Task brief: Please print each entry below exactly as it reads.

(Source data)

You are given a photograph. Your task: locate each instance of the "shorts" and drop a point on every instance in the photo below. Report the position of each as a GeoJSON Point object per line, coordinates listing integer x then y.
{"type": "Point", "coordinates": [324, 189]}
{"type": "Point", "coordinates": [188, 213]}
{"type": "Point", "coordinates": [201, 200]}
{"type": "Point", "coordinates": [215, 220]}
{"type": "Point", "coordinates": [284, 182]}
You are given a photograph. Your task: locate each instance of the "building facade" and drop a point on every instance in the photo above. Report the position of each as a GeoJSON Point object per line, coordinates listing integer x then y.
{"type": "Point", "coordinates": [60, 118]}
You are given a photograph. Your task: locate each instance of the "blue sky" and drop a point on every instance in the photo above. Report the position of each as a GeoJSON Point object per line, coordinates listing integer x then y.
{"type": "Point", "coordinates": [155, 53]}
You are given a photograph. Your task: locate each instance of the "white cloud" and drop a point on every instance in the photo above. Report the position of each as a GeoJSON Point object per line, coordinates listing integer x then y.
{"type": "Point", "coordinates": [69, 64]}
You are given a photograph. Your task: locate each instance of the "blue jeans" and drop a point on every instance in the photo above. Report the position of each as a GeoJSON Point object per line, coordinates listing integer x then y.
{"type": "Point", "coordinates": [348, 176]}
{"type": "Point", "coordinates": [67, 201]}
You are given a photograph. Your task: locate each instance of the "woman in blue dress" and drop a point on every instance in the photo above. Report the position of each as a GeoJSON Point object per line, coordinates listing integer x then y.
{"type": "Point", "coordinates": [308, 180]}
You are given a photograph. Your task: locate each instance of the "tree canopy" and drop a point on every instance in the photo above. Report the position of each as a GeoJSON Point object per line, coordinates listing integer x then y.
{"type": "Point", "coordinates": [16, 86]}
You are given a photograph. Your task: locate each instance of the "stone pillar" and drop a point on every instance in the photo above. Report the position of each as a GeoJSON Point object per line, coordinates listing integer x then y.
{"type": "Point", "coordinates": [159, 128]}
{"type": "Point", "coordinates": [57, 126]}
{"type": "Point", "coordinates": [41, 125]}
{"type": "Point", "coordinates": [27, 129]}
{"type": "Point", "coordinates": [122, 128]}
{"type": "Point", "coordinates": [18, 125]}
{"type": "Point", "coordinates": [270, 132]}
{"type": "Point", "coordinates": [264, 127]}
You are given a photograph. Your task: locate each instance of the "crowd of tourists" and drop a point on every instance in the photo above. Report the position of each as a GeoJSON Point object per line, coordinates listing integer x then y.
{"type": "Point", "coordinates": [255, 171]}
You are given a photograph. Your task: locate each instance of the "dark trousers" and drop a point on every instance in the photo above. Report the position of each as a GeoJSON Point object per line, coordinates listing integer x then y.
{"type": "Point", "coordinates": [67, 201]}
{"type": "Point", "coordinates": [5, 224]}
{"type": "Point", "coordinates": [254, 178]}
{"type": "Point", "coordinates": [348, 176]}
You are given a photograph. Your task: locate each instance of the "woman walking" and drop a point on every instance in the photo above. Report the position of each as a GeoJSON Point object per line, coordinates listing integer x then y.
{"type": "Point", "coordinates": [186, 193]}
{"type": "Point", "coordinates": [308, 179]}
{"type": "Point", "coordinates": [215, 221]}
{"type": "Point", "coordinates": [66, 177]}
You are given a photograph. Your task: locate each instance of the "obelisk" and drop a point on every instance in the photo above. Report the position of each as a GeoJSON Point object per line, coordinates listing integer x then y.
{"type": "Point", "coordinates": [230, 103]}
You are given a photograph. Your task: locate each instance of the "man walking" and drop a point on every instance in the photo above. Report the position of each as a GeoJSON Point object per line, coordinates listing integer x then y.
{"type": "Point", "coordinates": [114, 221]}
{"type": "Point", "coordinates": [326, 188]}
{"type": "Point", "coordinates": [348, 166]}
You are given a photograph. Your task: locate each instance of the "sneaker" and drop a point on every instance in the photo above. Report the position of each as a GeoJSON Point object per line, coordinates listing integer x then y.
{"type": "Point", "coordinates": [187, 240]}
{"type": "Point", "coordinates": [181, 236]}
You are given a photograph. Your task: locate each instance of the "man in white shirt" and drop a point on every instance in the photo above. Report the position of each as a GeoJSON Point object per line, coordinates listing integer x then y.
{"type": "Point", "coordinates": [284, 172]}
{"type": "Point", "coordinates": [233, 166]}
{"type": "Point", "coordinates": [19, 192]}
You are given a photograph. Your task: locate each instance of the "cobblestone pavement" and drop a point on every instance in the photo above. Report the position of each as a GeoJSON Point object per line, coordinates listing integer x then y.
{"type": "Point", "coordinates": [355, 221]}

(End Source data)

Response to the task:
You are given a photograph. Your task: locate each instance of the "shorts" and drop a point on every instance in the photo below. Report the position of each as a GeoJSON Point object per line, coordinates listing integer x then y.
{"type": "Point", "coordinates": [324, 189]}
{"type": "Point", "coordinates": [188, 213]}
{"type": "Point", "coordinates": [201, 200]}
{"type": "Point", "coordinates": [215, 220]}
{"type": "Point", "coordinates": [284, 182]}
You are given a photograph. Your task: locate each instance of the "building facade" and drop a point on every instance in the photo above. Report the position of each as a GeoJSON Point object per line, coordinates listing integer x then y.
{"type": "Point", "coordinates": [60, 118]}
You are given a photograph. Your task: locate each instance of the "blue sky" and drop a point on every instance in the photo above. Report the position of each as a GeoJSON Point object per line, coordinates listing integer x then y.
{"type": "Point", "coordinates": [155, 53]}
You are given a photograph. Your task: locate each instance of the "white cloud" and drop a point on every instance in the photo above. Report the position of each as a GeoJSON Point object per line, coordinates listing integer x then y.
{"type": "Point", "coordinates": [69, 64]}
You are given a photograph. Your task: locate each instance of the "blue jeans" and drop a point on every instance in the photo above. Report the position of each as a GeoJSON Point object per line, coordinates listing integer x then y.
{"type": "Point", "coordinates": [348, 176]}
{"type": "Point", "coordinates": [67, 201]}
You are given a photograph. Your task: locate each instance of the "woman in blue dress" and drop a point on every instance in the photo above. Report the position of each as a GeoJSON Point object per line, coordinates listing integer x then y.
{"type": "Point", "coordinates": [308, 180]}
You are given a photograph. Your task: locate each instance of the "tree canopy" and drop a point on every instance in the photo above. Report the position of each as a GeoJSON Point object per line, coordinates listing integer x then y.
{"type": "Point", "coordinates": [16, 86]}
You are given a photograph. Your task: locate each instance of the "stone pillar" and drop a point on every instance in the photo above. Report the position of each as a GeoJSON Point object per line, coordinates listing integer x then y.
{"type": "Point", "coordinates": [159, 128]}
{"type": "Point", "coordinates": [57, 126]}
{"type": "Point", "coordinates": [41, 125]}
{"type": "Point", "coordinates": [27, 129]}
{"type": "Point", "coordinates": [122, 128]}
{"type": "Point", "coordinates": [18, 125]}
{"type": "Point", "coordinates": [270, 132]}
{"type": "Point", "coordinates": [264, 127]}
You are given a photograph. Your task: locate each instance of the "crowd of tourists" and drop a point on every instance in the photo above. Report the position of each as a GeoJSON Point object per line, coordinates listing integer x then y.
{"type": "Point", "coordinates": [255, 171]}
You are given a photograph. Your task: locate each instance of the "dark trousers" and drop a point on every instance in the photo above. Report the position of each as a GeoJSON Point object per line, coordinates listing integer x then y.
{"type": "Point", "coordinates": [67, 201]}
{"type": "Point", "coordinates": [5, 224]}
{"type": "Point", "coordinates": [254, 178]}
{"type": "Point", "coordinates": [348, 176]}
You are given a photograph. Your task: locate each instance of the "woman walking" and drop a point on every instance in the photo above. Report the position of each as a GeoJSON Point object per line, coordinates listing integer x then y.
{"type": "Point", "coordinates": [186, 193]}
{"type": "Point", "coordinates": [308, 179]}
{"type": "Point", "coordinates": [215, 221]}
{"type": "Point", "coordinates": [66, 177]}
You are given a photograph. Your task: locate each instance of the "obelisk" and drop a point on every instance in the photo above. Report the position of each as a GeoJSON Point object per line, coordinates listing integer x then y.
{"type": "Point", "coordinates": [230, 103]}
You are given a photograph. Your task: locate each instance of the "man walking" and drop a point on every instance in the photo above. Report the position of each as a GeoJSON Point object per line, coordinates listing integer x then y.
{"type": "Point", "coordinates": [114, 221]}
{"type": "Point", "coordinates": [326, 188]}
{"type": "Point", "coordinates": [348, 166]}
You are given a photograph. Your task: locate each instance of the "sneaker" and drop a point on every instance in the photo above. Report the position of each as a GeoJSON Point object per line, coordinates listing integer x then y.
{"type": "Point", "coordinates": [187, 240]}
{"type": "Point", "coordinates": [181, 236]}
You are given a photograph. Your task: locate each instance of the "man in white shirt" and drop a point on every instance in the photo above. Report the position of each as a GeoJSON Point object per line, coordinates listing integer x then y.
{"type": "Point", "coordinates": [284, 172]}
{"type": "Point", "coordinates": [233, 166]}
{"type": "Point", "coordinates": [19, 192]}
You are given a photograph. Your task: locate each instance of the "cobblestone pavement" and drop a point on every instance in the photo above. Report the position of each as a GeoJSON Point object per line, coordinates listing integer x then y.
{"type": "Point", "coordinates": [355, 221]}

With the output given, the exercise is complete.